Rows for bounding box labeling:
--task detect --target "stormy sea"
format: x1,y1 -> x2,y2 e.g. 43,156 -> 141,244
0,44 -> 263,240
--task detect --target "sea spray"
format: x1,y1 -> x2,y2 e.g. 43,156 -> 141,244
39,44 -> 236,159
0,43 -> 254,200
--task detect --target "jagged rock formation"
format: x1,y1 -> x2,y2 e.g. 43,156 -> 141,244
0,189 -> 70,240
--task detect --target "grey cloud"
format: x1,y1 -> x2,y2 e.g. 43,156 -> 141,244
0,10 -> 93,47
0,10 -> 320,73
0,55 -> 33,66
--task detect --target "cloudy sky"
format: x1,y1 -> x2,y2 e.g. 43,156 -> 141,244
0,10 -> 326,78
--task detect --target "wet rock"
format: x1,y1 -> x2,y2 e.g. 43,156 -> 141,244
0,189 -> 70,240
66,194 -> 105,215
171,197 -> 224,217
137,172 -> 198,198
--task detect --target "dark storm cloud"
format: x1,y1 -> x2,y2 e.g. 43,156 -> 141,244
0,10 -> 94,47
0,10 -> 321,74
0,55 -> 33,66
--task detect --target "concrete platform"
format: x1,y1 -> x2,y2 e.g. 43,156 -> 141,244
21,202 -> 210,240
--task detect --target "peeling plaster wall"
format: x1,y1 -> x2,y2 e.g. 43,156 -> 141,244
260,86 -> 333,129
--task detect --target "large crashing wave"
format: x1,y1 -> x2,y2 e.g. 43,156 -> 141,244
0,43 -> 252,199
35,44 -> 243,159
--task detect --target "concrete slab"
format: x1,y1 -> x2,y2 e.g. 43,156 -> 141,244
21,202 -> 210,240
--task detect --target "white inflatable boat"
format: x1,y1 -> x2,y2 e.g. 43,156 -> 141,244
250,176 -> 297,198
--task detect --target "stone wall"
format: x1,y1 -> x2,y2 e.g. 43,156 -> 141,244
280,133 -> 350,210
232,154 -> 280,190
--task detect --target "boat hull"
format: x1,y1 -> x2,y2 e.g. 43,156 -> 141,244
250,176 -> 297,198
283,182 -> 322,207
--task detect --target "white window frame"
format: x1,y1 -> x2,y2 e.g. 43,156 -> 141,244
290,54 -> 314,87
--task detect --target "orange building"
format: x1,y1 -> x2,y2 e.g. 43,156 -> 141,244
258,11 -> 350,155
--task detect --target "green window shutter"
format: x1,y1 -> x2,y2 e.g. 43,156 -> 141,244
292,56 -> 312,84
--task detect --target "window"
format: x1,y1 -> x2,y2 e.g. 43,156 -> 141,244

◆ Problem to solve ◆
Collect every row above that contains the string "white", and treat uppercase and lowercase letters as distinct.

◆ Completed exercise ◆
--task detect --target "white inflatable boat"
--task detect --target "white window frame"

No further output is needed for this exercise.